IoT opens a new era for secure, smart cold chain asset management

It used to be that the only solution available for you to monitor and manage your cold chain was for your freight technicians to toss a data logger in the center of each outbound pallet and hope for the best. The shipment was passed from the third-party logistics firm to distributors, to warehouses, past freight forwarders, onto last-mile distribution, and finally on to the pharmacy and patients. Your visibility was minimal while your exposure to drug waste or potential counterfeiting was high.

Microsoft and Wipro envisioned a better solution. One that that would help ensure the cold chain was maintained from production to delivery to customers. And one that would limit issues like counterfeiting.

We worked with a top 20 global pharmaceutical company to develop Titan Secure, a digital supply chain and anti-counterfeiting platform. The platform was built with Microsoft Azure Internet of Things (IoT) technologies. See the Titan Secure reference architecture below to learn more.

Requirement
Reproduce the stretch of the article on cold chain monitoring from "It used to be" through "counterfeiting was high.", word for word.

Exercise data
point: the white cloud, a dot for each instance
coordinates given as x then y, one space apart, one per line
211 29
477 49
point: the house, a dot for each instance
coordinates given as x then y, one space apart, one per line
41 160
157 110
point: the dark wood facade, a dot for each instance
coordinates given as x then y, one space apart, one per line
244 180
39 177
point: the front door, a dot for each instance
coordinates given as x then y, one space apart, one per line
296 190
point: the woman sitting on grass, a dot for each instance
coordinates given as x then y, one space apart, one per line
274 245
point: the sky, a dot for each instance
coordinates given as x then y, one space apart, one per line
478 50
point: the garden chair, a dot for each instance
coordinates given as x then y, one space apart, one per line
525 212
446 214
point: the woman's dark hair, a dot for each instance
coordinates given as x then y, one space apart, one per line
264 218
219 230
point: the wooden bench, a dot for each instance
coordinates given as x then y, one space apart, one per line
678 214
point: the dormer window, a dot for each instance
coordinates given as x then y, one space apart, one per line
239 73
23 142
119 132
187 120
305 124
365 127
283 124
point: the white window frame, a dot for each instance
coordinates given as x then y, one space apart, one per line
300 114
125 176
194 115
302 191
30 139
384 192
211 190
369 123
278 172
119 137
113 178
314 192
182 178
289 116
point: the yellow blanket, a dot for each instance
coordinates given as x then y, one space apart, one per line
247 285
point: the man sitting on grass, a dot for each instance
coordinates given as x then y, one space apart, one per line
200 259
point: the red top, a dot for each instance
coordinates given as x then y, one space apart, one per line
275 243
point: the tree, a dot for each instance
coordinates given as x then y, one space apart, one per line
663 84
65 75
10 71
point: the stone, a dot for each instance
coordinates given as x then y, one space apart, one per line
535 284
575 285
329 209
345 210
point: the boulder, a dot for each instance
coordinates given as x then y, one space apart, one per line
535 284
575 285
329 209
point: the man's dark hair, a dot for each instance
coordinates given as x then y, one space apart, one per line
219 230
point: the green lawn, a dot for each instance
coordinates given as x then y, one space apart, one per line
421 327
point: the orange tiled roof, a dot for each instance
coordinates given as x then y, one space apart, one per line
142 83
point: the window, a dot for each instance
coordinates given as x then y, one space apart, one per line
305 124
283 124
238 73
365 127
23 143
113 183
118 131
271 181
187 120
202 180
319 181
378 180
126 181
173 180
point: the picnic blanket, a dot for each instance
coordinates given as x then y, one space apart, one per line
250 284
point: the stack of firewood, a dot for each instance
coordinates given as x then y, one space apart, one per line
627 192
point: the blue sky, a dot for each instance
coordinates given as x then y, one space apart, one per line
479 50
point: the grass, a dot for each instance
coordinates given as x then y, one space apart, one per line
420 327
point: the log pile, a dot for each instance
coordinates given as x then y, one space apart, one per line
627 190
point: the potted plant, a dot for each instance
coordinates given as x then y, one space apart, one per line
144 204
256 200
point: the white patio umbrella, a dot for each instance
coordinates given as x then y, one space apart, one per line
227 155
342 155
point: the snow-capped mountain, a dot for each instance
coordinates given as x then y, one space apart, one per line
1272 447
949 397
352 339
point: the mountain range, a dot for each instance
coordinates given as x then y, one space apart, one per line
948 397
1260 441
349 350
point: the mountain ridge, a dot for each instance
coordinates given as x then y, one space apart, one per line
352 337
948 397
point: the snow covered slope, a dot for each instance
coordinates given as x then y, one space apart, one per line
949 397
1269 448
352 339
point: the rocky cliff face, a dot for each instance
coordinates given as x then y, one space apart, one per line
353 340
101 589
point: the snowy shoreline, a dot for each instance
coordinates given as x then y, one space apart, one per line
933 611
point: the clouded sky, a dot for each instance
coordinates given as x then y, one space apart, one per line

Response for this exercise
It used to be that the only solution available for you to monitor and manage your cold chain was for your freight technicians to toss a data logger in the center of each outbound pallet and hope for the best. The shipment was passed from the third-party logistics firm to distributors, to warehouses, past freight forwarders, onto last-mile distribution, and finally on to the pharmacy and patients. Your visibility was minimal while your exposure to drug waste or potential counterfeiting was high.